Problem to work on -> What you give back should be exactly the opening lines of the data, ending with the line that contains "rough mask: <svg" and including it.

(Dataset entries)
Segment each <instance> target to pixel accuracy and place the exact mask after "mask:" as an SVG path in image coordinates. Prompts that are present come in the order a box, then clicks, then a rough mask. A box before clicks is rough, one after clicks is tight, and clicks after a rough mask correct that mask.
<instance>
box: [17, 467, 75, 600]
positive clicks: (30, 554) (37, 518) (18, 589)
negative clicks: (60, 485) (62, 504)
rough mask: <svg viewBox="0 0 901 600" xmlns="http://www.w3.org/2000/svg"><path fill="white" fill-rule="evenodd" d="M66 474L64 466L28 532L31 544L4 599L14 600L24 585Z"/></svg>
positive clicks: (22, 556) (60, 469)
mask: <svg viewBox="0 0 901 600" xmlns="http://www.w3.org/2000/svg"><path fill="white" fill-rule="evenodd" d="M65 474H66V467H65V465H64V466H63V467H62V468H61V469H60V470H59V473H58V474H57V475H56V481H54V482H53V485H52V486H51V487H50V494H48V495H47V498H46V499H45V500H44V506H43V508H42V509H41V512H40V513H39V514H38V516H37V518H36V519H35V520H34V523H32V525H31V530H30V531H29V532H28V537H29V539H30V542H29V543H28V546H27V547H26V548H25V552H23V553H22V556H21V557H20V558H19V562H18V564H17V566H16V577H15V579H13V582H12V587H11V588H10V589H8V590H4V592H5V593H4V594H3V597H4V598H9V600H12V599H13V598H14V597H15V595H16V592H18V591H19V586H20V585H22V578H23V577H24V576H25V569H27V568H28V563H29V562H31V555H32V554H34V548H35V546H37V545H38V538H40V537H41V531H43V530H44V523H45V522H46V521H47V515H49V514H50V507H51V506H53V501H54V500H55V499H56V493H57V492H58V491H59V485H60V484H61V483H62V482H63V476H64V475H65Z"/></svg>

Response ->
Segment each <instance> target to pixel accuracy and place the exact mask after "mask:" as an SVG path in image coordinates. Prompts that are present come in the order a box, then clicks, then a rough mask. A box before clicks is rough, one after clicks is tight, and clicks after a rough mask correct that mask.
<instance>
box: [17, 467, 75, 600]
positive clicks: (30, 554) (37, 518) (18, 589)
negative clicks: (60, 485) (62, 504)
rough mask: <svg viewBox="0 0 901 600" xmlns="http://www.w3.org/2000/svg"><path fill="white" fill-rule="evenodd" d="M66 474L64 466L28 532L31 544L4 599L14 600L24 585Z"/></svg>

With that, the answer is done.